Problem statement = Which of the lines below include "instance"? Each one should be copied out.

Stored data entries =
===

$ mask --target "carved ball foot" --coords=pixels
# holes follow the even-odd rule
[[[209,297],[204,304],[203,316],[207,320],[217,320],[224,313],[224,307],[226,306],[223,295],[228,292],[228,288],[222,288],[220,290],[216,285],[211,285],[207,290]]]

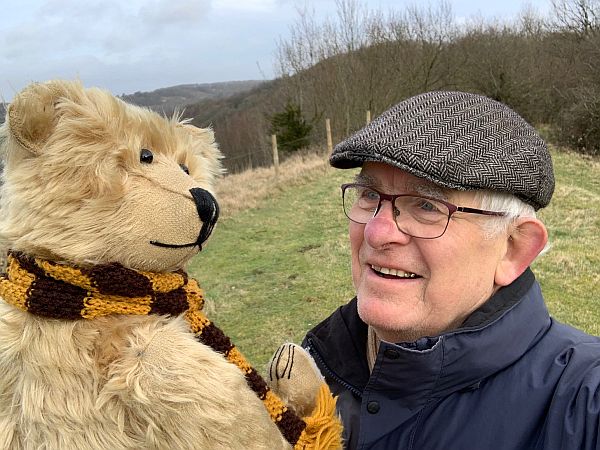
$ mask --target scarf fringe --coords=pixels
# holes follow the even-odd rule
[[[335,411],[336,399],[323,383],[313,413],[304,417],[306,428],[294,450],[337,450],[342,448],[342,423]]]

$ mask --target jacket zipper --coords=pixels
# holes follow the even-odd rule
[[[322,367],[325,370],[325,372],[327,372],[327,375],[355,396],[362,398],[361,391],[359,391],[357,388],[355,388],[348,382],[342,380],[333,370],[329,368],[329,366],[327,366],[327,364],[325,364],[325,361],[323,361],[323,358],[321,357],[317,349],[312,345],[312,341],[310,338],[307,339],[307,342],[308,345],[305,347],[305,350],[317,361],[318,365]]]

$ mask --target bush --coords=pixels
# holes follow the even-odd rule
[[[269,119],[271,134],[277,135],[277,147],[285,153],[294,152],[310,144],[312,125],[302,117],[299,106],[288,102],[285,110],[275,113]]]
[[[588,155],[600,155],[600,90],[579,89],[570,106],[561,111],[557,140]]]

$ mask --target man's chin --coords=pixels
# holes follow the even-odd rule
[[[379,339],[387,342],[406,342],[418,339],[418,317],[414,315],[415,307],[403,305],[402,302],[390,302],[378,296],[358,298],[358,315],[363,322],[371,326]]]

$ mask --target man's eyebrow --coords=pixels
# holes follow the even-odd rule
[[[380,183],[377,181],[375,177],[370,175],[359,173],[354,177],[354,182],[359,184],[366,184],[367,186],[377,187]]]
[[[383,188],[383,185],[377,178],[365,173],[357,174],[354,177],[354,182],[372,186],[374,188]],[[406,186],[404,186],[404,191],[406,193],[414,192],[426,197],[439,198],[440,200],[448,200],[448,189],[436,186],[435,184],[408,182]]]
[[[412,190],[426,197],[448,200],[448,190],[433,184],[413,184]]]

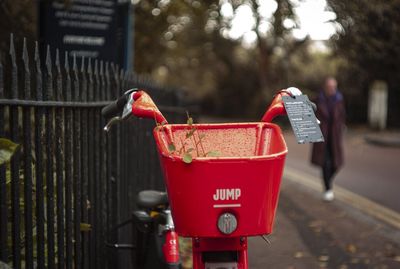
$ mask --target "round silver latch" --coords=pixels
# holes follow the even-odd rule
[[[223,213],[218,218],[218,229],[223,234],[231,234],[237,228],[237,219],[231,213]]]

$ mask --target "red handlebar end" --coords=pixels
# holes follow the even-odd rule
[[[133,93],[132,113],[140,118],[153,118],[159,124],[167,124],[167,120],[160,112],[151,97],[144,91]]]
[[[270,106],[262,117],[262,122],[271,122],[275,117],[279,115],[286,115],[286,109],[283,105],[282,96],[291,96],[286,90],[280,90],[272,100]]]

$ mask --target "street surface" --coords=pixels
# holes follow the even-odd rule
[[[400,231],[283,178],[274,231],[249,239],[251,269],[397,269]]]
[[[311,146],[298,145],[290,130],[284,136],[289,150],[286,166],[321,178],[320,169],[310,165]],[[368,144],[363,136],[361,130],[347,132],[345,166],[334,184],[400,212],[400,147]]]

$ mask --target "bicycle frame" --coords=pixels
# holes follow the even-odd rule
[[[261,122],[264,123],[271,122],[276,116],[286,114],[282,102],[282,96],[285,95],[291,96],[292,92],[287,90],[280,91],[275,96],[275,98],[272,101],[272,104],[263,115]],[[113,109],[116,110],[115,107]],[[141,118],[155,119],[160,126],[168,124],[165,117],[161,114],[157,106],[144,91],[130,91],[128,93],[127,102],[124,107],[122,118],[127,117],[130,114],[133,114]],[[168,132],[170,131],[168,131],[167,129],[167,133]],[[158,146],[160,147],[160,145]],[[279,191],[279,186],[278,186],[278,191]],[[235,195],[235,192],[232,191],[232,193],[230,193],[229,195]],[[277,197],[275,198],[277,200]],[[195,208],[192,208],[192,211],[195,211]],[[248,234],[251,233],[246,232],[242,235],[238,234],[235,236],[229,236],[229,234],[232,232],[230,230],[232,230],[234,221],[237,221],[235,220],[235,218],[229,216],[230,212],[231,211],[228,208],[226,210],[226,213],[224,213],[226,214],[225,219],[224,216],[221,215],[222,227],[219,226],[219,223],[214,224],[218,225],[218,229],[221,231],[220,233],[210,233],[212,236],[193,236],[193,234],[195,234],[196,231],[190,231],[190,233],[188,232],[188,234],[190,234],[190,236],[192,237],[194,269],[221,269],[221,268],[247,269],[248,268],[247,236]],[[220,219],[218,219],[218,221],[220,221]],[[170,223],[172,223],[172,220]],[[224,229],[226,229],[229,233],[224,234]],[[252,235],[257,235],[257,234],[258,232]],[[263,235],[263,234],[260,233],[258,235]],[[165,261],[169,264],[176,264],[179,259],[177,253],[178,242],[176,233],[174,232],[173,228],[166,230],[165,239],[166,243],[163,246]]]

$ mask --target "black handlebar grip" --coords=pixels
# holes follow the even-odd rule
[[[126,102],[128,102],[127,96],[128,95],[124,94],[111,104],[103,107],[101,110],[101,115],[103,115],[105,118],[111,118],[121,114]]]

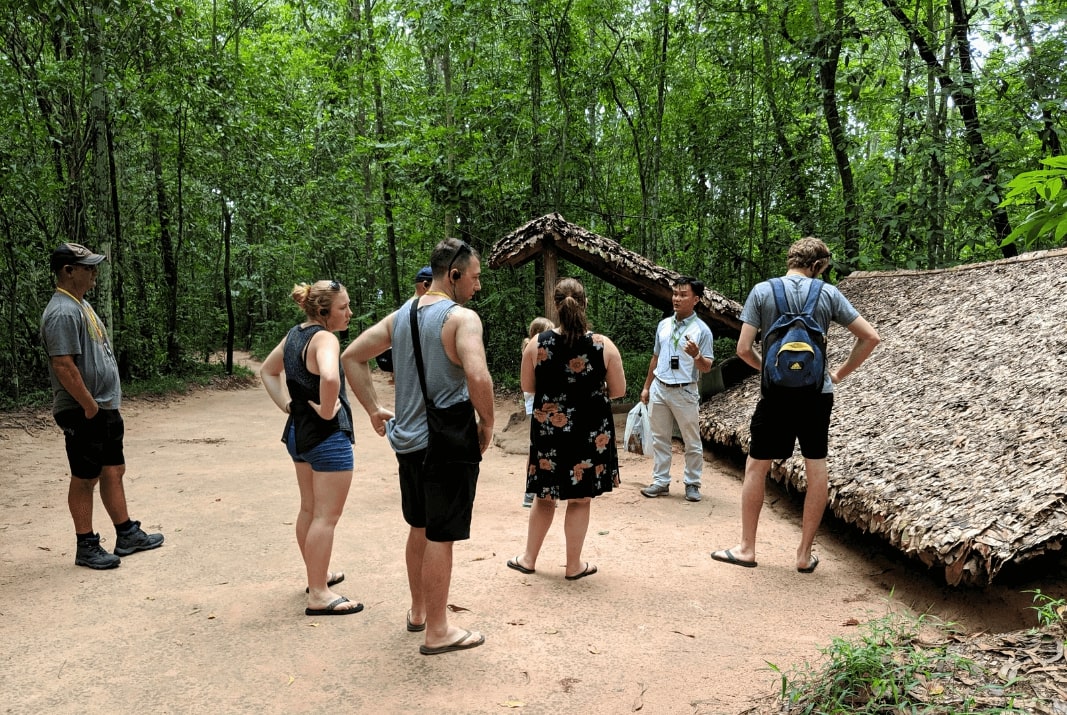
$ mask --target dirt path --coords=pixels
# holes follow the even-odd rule
[[[390,394],[384,380],[379,389]],[[498,429],[520,408],[498,404]],[[638,494],[649,461],[629,454],[622,489],[593,506],[586,555],[600,572],[563,580],[557,523],[538,573],[523,576],[504,562],[525,540],[524,462],[494,446],[450,596],[454,621],[487,641],[426,657],[404,629],[396,462],[358,407],[334,567],[347,574],[337,590],[367,608],[336,619],[303,615],[297,490],[278,441],[283,416],[262,389],[124,412],[131,513],[167,541],[110,572],[73,565],[58,430],[29,417],[0,429],[4,712],[738,713],[776,689],[767,663],[816,657],[855,633],[849,623],[884,614],[891,593],[969,629],[1010,630],[1033,622],[1023,589],[1065,581],[1059,572],[1053,583],[954,591],[836,523],[817,540],[818,571],[801,575],[799,512],[773,488],[759,568],[717,564],[709,550],[739,530],[736,467],[707,464],[699,504],[677,483],[649,500]],[[96,528],[113,546],[99,501]]]

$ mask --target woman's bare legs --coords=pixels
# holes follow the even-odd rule
[[[345,508],[352,472],[316,472],[306,462],[296,462],[300,485],[300,514],[296,521],[296,540],[304,557],[308,580],[308,608],[325,608],[337,599],[326,585],[329,579],[333,534]],[[354,608],[355,603],[341,604],[338,610]]]
[[[585,534],[589,530],[589,512],[593,500],[570,499],[567,501],[567,515],[563,520],[563,533],[567,539],[567,576],[577,576],[585,570],[582,561],[582,547],[585,546]]]
[[[552,519],[556,515],[556,501],[545,497],[534,499],[530,509],[530,522],[526,527],[526,550],[519,559],[519,565],[528,569],[537,566],[537,555],[541,553],[541,545],[545,543],[545,536],[552,526]]]

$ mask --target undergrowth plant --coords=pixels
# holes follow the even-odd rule
[[[1041,593],[1041,589],[1035,588],[1023,593],[1034,594],[1036,605],[1030,608],[1037,613],[1037,622],[1041,626],[1063,625],[1067,618],[1067,598],[1053,598]]]
[[[982,707],[954,686],[956,676],[973,680],[980,670],[952,653],[947,638],[931,643],[919,633],[947,634],[952,624],[926,615],[890,613],[860,626],[857,639],[834,638],[820,652],[819,666],[805,664],[779,674],[783,713],[857,715],[874,713],[952,713],[986,715],[1023,712],[1013,707]]]

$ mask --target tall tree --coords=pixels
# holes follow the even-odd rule
[[[844,41],[846,19],[844,0],[834,0],[833,7],[833,22],[827,24],[823,21],[819,0],[811,0],[811,15],[817,33],[814,57],[819,96],[822,100],[823,119],[826,121],[834,163],[837,165],[837,173],[841,179],[841,197],[844,203],[841,224],[845,237],[845,260],[851,268],[855,265],[860,253],[859,206],[856,201],[856,185],[852,176],[852,162],[849,158],[848,135],[837,108],[837,67],[841,59],[841,44]]]
[[[915,45],[916,51],[923,61],[936,74],[941,88],[951,97],[964,125],[964,138],[970,152],[971,168],[981,186],[990,206],[990,219],[993,226],[993,234],[998,244],[1003,244],[1001,249],[1005,256],[1018,254],[1014,243],[1003,241],[1011,233],[1011,222],[1008,213],[1001,205],[1001,190],[999,183],[1000,169],[985,143],[982,136],[982,123],[978,116],[978,103],[975,98],[974,71],[971,62],[971,44],[969,39],[970,18],[963,7],[963,0],[949,0],[952,13],[950,37],[955,46],[957,61],[959,63],[960,81],[953,80],[947,65],[938,61],[929,43],[914,22],[905,14],[896,0],[882,0],[882,4],[889,10],[893,17],[901,24],[908,38]]]

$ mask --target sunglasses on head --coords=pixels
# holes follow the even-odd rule
[[[328,286],[328,288],[330,290],[341,290],[341,284],[337,281],[330,281],[330,285]]]
[[[452,260],[448,262],[448,270],[446,271],[448,275],[452,275],[452,266],[455,265],[456,261],[459,260],[459,257],[462,256],[464,253],[473,254],[474,249],[471,248],[471,245],[466,241],[460,241],[459,248],[457,248],[456,252],[452,254]],[[453,277],[453,280],[455,279],[456,277]]]

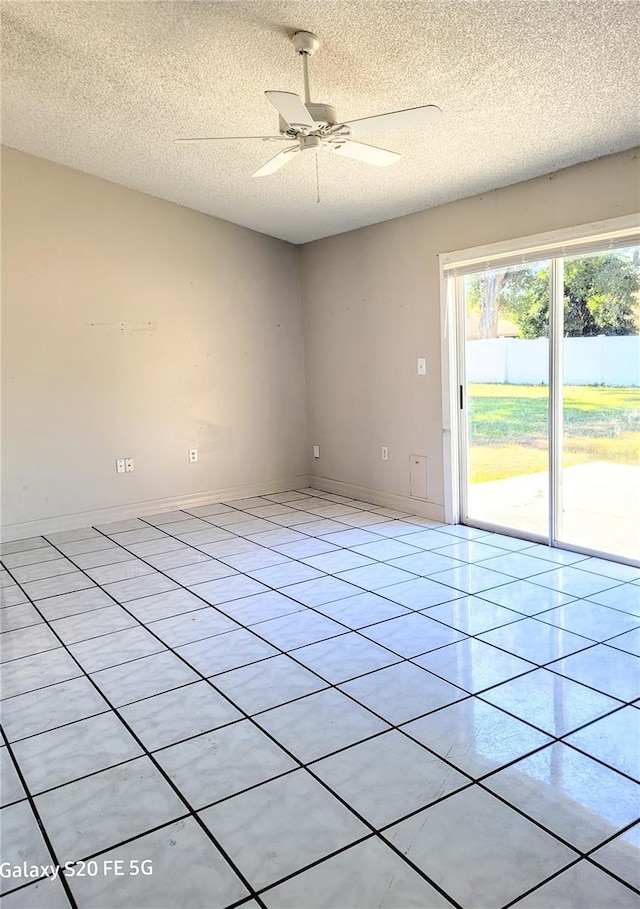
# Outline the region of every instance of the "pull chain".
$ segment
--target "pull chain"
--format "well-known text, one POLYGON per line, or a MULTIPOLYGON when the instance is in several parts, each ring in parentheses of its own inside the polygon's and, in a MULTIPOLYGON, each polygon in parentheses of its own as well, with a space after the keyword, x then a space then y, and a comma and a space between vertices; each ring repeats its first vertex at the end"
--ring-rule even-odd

===

Task answer =
# Outline the region of every instance of the "pull chain".
--format "well-known text, one POLYGON per line, or a MULTIPOLYGON when the instance is in several parts, each ring in parentheses of its own inside the polygon's and, in a MULTIPOLYGON, each polygon in parentheses of its own as well, with a space after the keyword, x then a space then y, and a comma and a space between vertices; each ring repeats its first vertex at the end"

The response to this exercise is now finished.